:: Material
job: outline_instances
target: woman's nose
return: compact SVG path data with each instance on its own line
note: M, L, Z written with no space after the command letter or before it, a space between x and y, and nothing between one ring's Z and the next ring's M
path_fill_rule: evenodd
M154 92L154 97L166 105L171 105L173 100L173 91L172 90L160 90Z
::::
* [What you need to do] Copy out these lines of data again with no changes.

* [Response to this task]
job: outline_instances
target: woman's nose
return: compact SVG path data with each instance on its own line
note: M, L, Z written with no space after the command letter or before it, a space between x and y, and nothing between one ring's Z and the next ring's M
path_fill_rule: evenodd
M154 92L154 97L166 105L171 105L173 100L173 91L172 90L160 90Z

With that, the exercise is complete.